▶ **DOCUMENT EXTRACT**
───

Dr. Weitz:                          Wow.

Dr. Rountree:                    Very clear, very elegant. So, again, these phytosomes are a source of phosphatidylcholine and I think they’re quite beneficial. So not only am I not concerned that they’re contributing to the TMAO, I think the high TMAO is an indicator that they need more choline.

Dr. Weitz:                          Wow, we should take two groups of patients that have elevated TMAO levels and give one group choline and then measure their liver and their …

Dr. Rountree:                    Do their ultrasound. Look at their ultrasound and see … Yeah, they’ve done similar kind of tests, again with these people getting total parenteral nutrition, with the ultrasounds before and after where they add the choline. That’s a similar kind of experiment to what you’re talking about. They just need to add in the TMAO and see which direction that’s going.

Dr. Weitz:                          Interesting.

───

(Collected data)

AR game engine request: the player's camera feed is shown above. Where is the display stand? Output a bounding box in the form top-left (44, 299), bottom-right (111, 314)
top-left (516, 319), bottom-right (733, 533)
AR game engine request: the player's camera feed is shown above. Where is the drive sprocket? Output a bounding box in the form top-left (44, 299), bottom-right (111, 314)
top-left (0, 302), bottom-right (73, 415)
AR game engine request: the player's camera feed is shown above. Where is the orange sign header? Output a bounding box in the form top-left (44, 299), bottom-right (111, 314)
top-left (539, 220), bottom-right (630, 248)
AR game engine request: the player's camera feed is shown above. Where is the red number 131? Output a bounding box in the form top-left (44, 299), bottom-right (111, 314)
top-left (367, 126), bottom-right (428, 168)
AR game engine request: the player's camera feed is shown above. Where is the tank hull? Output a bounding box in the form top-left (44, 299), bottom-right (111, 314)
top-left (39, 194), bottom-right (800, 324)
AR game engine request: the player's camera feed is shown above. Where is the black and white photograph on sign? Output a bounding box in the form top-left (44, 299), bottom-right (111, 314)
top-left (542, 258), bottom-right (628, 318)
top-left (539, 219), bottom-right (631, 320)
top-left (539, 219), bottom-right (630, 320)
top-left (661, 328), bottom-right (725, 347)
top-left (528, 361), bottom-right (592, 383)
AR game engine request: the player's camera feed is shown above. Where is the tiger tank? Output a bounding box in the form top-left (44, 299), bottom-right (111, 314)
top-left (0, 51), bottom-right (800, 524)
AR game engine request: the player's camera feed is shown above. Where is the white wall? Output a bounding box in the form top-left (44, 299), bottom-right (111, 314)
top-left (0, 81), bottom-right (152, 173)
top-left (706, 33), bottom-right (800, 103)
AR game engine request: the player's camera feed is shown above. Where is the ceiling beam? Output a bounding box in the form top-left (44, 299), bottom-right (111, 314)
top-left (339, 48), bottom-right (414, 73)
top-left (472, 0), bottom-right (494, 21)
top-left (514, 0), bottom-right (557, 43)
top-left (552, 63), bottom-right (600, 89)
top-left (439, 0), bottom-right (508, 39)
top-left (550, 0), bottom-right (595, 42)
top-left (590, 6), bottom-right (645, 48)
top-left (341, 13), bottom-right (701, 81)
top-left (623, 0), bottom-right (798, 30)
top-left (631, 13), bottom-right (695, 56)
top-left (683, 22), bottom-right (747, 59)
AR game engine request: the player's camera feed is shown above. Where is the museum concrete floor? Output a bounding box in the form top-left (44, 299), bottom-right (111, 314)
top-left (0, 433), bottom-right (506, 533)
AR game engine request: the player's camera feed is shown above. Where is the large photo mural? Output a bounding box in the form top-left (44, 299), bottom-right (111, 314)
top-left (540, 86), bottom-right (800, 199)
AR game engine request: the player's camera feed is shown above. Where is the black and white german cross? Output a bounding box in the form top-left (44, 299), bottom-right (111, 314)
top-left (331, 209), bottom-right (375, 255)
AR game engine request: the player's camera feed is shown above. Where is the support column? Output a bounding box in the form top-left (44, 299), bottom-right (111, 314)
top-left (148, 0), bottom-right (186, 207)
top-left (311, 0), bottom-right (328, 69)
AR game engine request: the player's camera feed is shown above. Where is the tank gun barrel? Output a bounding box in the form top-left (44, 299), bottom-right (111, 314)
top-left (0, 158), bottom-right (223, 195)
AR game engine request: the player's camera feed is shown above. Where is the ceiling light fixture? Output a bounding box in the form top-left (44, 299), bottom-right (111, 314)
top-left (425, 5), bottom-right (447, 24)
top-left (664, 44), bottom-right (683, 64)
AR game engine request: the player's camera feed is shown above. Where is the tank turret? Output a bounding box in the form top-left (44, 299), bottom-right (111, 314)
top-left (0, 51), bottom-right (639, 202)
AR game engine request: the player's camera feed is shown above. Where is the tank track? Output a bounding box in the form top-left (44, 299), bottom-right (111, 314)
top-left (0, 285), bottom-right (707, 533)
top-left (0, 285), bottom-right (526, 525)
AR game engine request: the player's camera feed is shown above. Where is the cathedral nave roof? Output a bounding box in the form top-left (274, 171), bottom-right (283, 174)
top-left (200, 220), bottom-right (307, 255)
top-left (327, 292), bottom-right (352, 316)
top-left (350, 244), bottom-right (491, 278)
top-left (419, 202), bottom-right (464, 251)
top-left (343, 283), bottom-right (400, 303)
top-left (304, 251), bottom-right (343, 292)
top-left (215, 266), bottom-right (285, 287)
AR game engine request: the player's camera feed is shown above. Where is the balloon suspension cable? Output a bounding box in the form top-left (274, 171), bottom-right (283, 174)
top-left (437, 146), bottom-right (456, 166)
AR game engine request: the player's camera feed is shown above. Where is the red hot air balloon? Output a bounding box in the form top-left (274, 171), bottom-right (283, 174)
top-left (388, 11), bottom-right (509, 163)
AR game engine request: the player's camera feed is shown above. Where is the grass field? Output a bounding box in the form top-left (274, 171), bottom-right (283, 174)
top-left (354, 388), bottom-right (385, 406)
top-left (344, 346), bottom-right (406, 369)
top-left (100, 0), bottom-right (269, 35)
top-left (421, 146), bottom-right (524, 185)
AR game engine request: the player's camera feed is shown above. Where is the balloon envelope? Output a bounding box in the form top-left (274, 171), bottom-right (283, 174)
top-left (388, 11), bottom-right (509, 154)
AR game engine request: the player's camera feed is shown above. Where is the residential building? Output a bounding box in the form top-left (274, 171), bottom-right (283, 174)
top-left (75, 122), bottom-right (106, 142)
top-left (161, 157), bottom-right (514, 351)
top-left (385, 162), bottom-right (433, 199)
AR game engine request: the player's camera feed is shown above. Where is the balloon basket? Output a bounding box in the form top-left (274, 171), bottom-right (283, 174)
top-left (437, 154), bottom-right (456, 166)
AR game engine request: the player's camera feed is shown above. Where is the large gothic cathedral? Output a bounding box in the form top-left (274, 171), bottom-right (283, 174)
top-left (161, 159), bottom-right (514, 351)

───

▶ **WORK REQUEST 1**
In the conversation about TMAO and choline, what does Dr. Rountree say a high TMAO level indicates?
▶ **WORK REQUEST 2**
Resume the conversation about TMAO and choline, starting right after its final line.

▶ **YOUR RESPONSE 1**
It indicates that the patients need more choline.

▶ **YOUR RESPONSE 2**
Dr. Rountree:                    Yeah. So, choline is a good thing. You know, you can actually take choline as a separate supplement and a typical dose is about 500 milligrams twice a day. Who needs choline the most is pregnant women.

Dr. Weitz:                          Oh, yeah?

Dr. Rountree:                    Yeah, for the baby’s brain.

Dr. Weitz:                          Absolutely. And it’s added to some of the newer supplements in the Functional Medicine world. [crosstalk 00:45:08] back in the day taking choline and inositol to help clean out your liver.

Dr. Rountree:                    It’s an all kind of naturopathic formula which they called lipotropics.

Dr. Weitz:                          Yup.

Dr. Rountree:                    I thought it was interesting because I, for years, I kind of used them but didn’t know why.

Dr. Weitz:                          Right.

Dr. Rountree:                    My naturopathic friend said, “This is good for your liver.” “Well, why?” “Well, because they’re lipotropics.” “Well, why are they lipotropics?” “Because they’re good for your liver.” Right? They’re just kind of a natural observation. And one of the things that in this lipotropics is called trimethylglycine, TMG. TMG is great for the liver, so that’s another source of methyl groups.  Well, where does TMG come from? It’s made from choline.

Dr. Weitz:                          Ah, interesting. What about inositol? That probably would be beneficial too.

Dr. Rountree:                    I’m not … Maybe. I’ve not seen any research on inositol for fatty liver.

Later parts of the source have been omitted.